> _Given text_
#####

Python subprocess Popen.communicate() equivalent to Popen.stdout.read()?

Very specific question (I hope): What are the differences between the following three codes?
(I expect it to be only that the first does not wait for the child process to be finished, while the second and third ones do. But I need to be sure this is the only difference...)
I also welcome other remarks/suggestions (though I'm already well aware of the shell=True dangers and cross-platform limitations)
Note that I already read Python subprocess interaction, why does my process work with Popen.communicate, but not Popen.stdout.read()? and that I do not want/need to interact with the program after.
Also note that I already read Alternatives to Python Popen.communicate() memory limitations? but that I didn't really get it...
Finally, note that I am aware that somewhere there is a risk of deadlock when one buffer is filled with one output using one method, but I got lost while looking for clear explanations on the Internet...
First code:
from subprocess import Popen, PIPE
def exe_f(command='ls -l', shell=True):
"""Function to execute a command and return stuff"""
process = Popen(command, shell=shell, stdout=PIPE, stderr=PIPE)
stdout = process.stdout.read()
stderr = process.stderr.read()
return process, stderr, stdout
Second code:
from subprocess import Popen, PIPE
from subprocess import communicate
def exe_f(command='ls -l', shell=True):
"""Function to execute a command and return stuff"""
process = Popen(command, shell=shell, stdout=PIPE, stderr=PIPE)
(stdout, stderr) = process.communicate()
return process, stderr, stdout
Third code:
from subprocess import Popen, PIPE
from subprocess import wait
def exe_f(command='ls -l', shell=True):
"""Function to execute a command and return stuff"""
process = Popen(command, shell=shell, stdout=PIPE, stderr=PIPE)
code = process.wait()
stdout = process.stdout.read()
stderr = process.stderr.read()
return process, stderr, stdout
Thanks.
If you look at the source for subprocess.communicate(), it shows a perfect example of the difference:
def communicate(self, input=None):
...
# Optimization: If we are only using one pipe, or no pipe at
# all, using select() or threads is unnecessary.
if [self.stdin, self.stdout, self.stderr].count(None) >= 2:
stdout = None
stderr = None
if self.stdin:
if input:
self.stdin.write(input)
self.stdin.close()
elif self.stdout:
stdout = self.stdout.read()
self.stdout.close()
elif self.stderr:
stderr = self.stderr.read()
self.stderr.close()
self.wait()
return (stdout, stderr)
return self._communicate(input)
You can see that communicate does make use of the read calls to stdout and stderr, and also calls wait(). It is just a matter of order of operations. In your case because you are using PIPE for both stdout and stderr, it goes into _communicate():
def _communicate(self, input):
stdout = None # Return
stderr = None # Return
if self.stdout:
stdout = []
stdout_thread = threading.Thread(target=self._readerthread,
args=(self.stdout, stdout))
stdout_thread.setDaemon(True)
stdout_thread.start()
if self.stderr:
stderr = []
stderr_thread = threading.Thread(target=self._readerthread,
args=(self.stderr, stderr))
stderr_thread.setDaemon(True)
stderr_thread.start()

#####

> _Working data_

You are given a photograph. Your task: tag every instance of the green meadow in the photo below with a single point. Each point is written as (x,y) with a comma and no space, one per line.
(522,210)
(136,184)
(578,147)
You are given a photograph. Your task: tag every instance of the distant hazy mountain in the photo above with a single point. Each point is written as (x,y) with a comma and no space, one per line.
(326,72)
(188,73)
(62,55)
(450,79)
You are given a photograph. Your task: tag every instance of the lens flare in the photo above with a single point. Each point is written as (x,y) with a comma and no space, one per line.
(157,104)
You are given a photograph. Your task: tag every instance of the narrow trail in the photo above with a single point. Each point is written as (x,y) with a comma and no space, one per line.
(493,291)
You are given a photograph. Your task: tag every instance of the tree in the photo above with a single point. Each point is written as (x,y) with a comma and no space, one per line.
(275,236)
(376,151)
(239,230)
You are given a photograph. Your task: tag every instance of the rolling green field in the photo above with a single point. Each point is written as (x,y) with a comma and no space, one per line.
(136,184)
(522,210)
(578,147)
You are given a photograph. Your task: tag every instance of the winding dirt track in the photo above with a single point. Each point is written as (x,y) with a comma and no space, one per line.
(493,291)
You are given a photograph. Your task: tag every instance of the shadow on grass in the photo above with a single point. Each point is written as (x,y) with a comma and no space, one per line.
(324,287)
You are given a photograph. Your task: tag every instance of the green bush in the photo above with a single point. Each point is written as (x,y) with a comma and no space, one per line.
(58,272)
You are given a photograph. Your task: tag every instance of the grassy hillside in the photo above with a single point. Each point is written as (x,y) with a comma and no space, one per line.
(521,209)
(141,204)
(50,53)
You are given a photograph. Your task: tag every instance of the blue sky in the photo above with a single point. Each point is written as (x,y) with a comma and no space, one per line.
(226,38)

#####

> _What this exercise asks_
• a. Decide whether each statement agrees with the text on Python subprocess. For each one, answer yes or no and quote the words of the text that settle it.
(i) The asker expects that the first code does not wait for the child process to finish.
(ii) The asker says they are not yet aware of the shell=True dangers.
(iii) Because PIPE is used for both stdout and stderr, communicate goes into _communicate().
• b. Extract the lines of the entries, unchanged, starting with the line that contains "of the shadow" and continuing through the last line of the entries.

> _Task-by-task results_
• a.
(i) Yes: "the first does not wait for the child process to be finished"
(ii) No: "I'm already well aware of the shell=True dangers and cross-platform limitations"
(iii) Yes: "because you are using PIPE for both stdout and stderr, it goes into _communicate()"

• b.
You are given a photograph. Your task: tag every instance of the shadow on grass in the photo above with a single point. Each point is written as (x,y) with a comma and no space, one per line.
(324,287)
You are given a photograph. Your task: tag every instance of the green bush in the photo above with a single point. Each point is written as (x,y) with a comma and no space, one per line.
(58,272)
You are given a photograph. Your task: tag every instance of the grassy hillside in the photo above with a single point. Each point is written as (x,y) with a comma and no space, one per line.
(521,209)
(141,204)
(50,53)
You are given a photograph. Your task: tag every instance of the blue sky in the photo above with a single point. Each point is written as (x,y) with a comma and no space, one per line.
(226,38)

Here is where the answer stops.